## Source document
Man as yet felt himself only as a part of nature, and aspired to no more
than a life in harmony with her laws. The worship of fertility and the
endless renewal of life was the object of the orgiastic cults of Adonis
and Astarte in the East, and Dionysus and Aphrodite in Greece; unbridled
licentiousness and blind gratification of the senses their sacrament.
With the growth of civilisation and the development of personality there
slowly crept into the minds of men a distaste for this irregular
sexuality and a desire for a less chaotic state of things. This longing
and the wish for legitimate heirs gradually overcame promiscuity and, in
Greece, led to the establishment of the monogamous system. It must not
be assumed, however, that the Greek ideal of marriage bore any
resemblance to our modern conception. True, the wife occupied an
honoured position as the guardian of hearth and children and was treated
by her husband with affection and respect, but she was not free. Nor was
her husband expected to be faithful to her. Marriage in no way
restricted his liberty, but left him free to seek intellectual
stimulation in the society of the hetaerae, and gratification of the
senses in the company of his slaves. Love in our sense was unknown to
the ancients, and although there is a modern note in the legends of the
faithful Penelope, and the love which united Orpheus and Eurydice, yet,
so Lucka tells us, these instances should be regarded rather as poetic
divinations of a future stage of feeling than actual facts then within
the scope of probability. Even Plato, in whom all wisdom and
ante-Christian culture culminated, was still, in this respect, a citizen
of the old world, for he, too, knew as yet nothing of the spiritual love
of a man for a woman. To him the love of an individual was but a
beginning, the road to the love of perfect beauty and the eternal ideas.
On the threshold of the second stage of the erotic life stands
Christianity, which, in sharp contrast to antiquity and to the classical
period, sought the centre and climax of life in the soul. The founder of
the "religion of love" _discovered_ the individual, and by so doing laid
the foundation for that metaphysical love which found its most striking
expression in the deification of woman and the cult of the Virgin Mary.

## Job 1
Answer these questions from the passage on love and marriage in antiquity.
(a) In Greece, what system did the longing for order and the wish for legitimate heirs lead to?
(b) For Plato, what was the love of an individual?
(c) Where did Christianity seek the center and climax of life?
## Job 2
Identify every line of the records that contains the string "positive", matching case.
The passage and the records are unrelated material.

## Exercise inputs
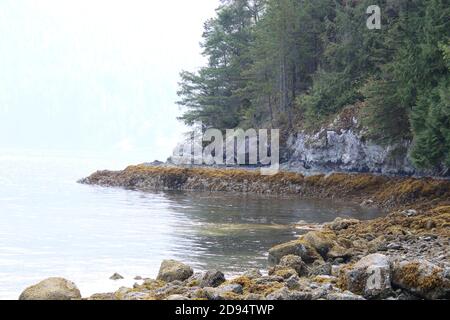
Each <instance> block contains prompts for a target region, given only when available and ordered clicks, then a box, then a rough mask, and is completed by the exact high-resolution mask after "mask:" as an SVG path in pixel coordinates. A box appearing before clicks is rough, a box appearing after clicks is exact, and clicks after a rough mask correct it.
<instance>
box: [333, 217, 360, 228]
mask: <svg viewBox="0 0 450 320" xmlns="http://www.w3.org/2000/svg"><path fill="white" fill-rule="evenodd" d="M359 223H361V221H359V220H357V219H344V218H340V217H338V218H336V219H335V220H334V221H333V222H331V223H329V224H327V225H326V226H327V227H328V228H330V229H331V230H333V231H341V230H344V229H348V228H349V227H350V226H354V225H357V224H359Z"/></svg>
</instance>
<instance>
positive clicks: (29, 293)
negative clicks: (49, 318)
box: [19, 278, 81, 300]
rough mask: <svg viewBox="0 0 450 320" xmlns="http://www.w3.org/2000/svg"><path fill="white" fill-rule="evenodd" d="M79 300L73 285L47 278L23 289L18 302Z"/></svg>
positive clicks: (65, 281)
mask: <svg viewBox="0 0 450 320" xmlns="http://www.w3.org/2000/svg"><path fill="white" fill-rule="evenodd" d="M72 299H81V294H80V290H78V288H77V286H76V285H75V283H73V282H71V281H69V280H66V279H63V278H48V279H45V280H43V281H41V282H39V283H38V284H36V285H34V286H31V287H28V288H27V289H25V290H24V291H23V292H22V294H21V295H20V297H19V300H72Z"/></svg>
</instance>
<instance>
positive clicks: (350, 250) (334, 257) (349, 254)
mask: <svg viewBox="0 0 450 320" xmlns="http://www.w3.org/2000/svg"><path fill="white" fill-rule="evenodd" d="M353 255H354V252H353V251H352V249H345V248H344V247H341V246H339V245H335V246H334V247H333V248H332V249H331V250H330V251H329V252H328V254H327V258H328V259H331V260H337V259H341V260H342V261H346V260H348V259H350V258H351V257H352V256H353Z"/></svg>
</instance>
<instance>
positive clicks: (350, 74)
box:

## Exercise solution 1
(a) The monogamous system.
(b) A beginning, the road to the love of perfect beauty and the eternal ideas.
(c) In the soul.

## Exercise solution 2
positive clicks: (29, 293)
positive clicks: (65, 281)
positive clicks: (350, 250) (334, 257) (349, 254)
positive clicks: (350, 74)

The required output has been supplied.